Task to carry out =>
Rewrite everything from the line containing "birch tree trunk" down to the last of these lines, with "central" in place of "innermost" and nothing else changed.

--- BEGIN ---

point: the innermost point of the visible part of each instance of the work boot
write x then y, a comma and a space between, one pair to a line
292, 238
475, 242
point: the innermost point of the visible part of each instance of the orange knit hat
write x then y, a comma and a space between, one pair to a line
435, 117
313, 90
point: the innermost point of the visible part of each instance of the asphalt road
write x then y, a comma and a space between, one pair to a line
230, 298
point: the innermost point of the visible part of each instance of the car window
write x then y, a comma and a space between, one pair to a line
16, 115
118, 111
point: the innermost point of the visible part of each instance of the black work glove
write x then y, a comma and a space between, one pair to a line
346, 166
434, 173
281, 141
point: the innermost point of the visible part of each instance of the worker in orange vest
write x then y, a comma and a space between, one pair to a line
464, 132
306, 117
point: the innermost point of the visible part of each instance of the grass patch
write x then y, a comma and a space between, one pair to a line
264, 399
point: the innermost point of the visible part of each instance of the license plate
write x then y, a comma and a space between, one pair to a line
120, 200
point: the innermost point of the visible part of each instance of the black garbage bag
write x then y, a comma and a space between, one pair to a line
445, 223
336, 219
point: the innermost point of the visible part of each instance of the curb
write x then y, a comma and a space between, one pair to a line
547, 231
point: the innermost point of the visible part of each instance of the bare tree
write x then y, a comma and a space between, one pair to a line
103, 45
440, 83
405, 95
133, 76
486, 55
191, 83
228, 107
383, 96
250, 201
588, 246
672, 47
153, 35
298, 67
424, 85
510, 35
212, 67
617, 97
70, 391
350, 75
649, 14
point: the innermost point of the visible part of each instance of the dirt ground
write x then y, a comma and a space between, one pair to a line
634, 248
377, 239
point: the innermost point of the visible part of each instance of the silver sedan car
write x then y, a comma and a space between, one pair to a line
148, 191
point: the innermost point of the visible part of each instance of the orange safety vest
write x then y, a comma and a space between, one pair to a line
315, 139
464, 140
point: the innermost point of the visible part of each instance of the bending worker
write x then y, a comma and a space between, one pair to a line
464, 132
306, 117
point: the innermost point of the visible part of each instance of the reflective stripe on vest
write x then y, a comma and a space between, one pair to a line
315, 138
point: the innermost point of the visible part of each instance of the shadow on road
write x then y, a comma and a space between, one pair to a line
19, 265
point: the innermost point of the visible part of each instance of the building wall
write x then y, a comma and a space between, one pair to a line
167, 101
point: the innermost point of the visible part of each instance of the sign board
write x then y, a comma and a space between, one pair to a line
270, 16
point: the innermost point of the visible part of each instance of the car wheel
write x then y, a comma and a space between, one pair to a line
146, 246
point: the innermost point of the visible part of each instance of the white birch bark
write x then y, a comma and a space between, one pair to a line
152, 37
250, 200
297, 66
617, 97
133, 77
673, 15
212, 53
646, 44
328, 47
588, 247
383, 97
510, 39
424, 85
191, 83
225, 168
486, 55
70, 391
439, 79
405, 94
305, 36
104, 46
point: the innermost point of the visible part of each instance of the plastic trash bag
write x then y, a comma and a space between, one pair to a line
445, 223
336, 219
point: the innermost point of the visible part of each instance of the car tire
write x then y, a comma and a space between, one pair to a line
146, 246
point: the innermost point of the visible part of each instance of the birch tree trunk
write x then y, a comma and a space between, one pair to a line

--- END ---

Exercise result =>
point: the central point of the visible part of each instance of the birch tree trunk
write x then y, a comma and a space between, one pair to a line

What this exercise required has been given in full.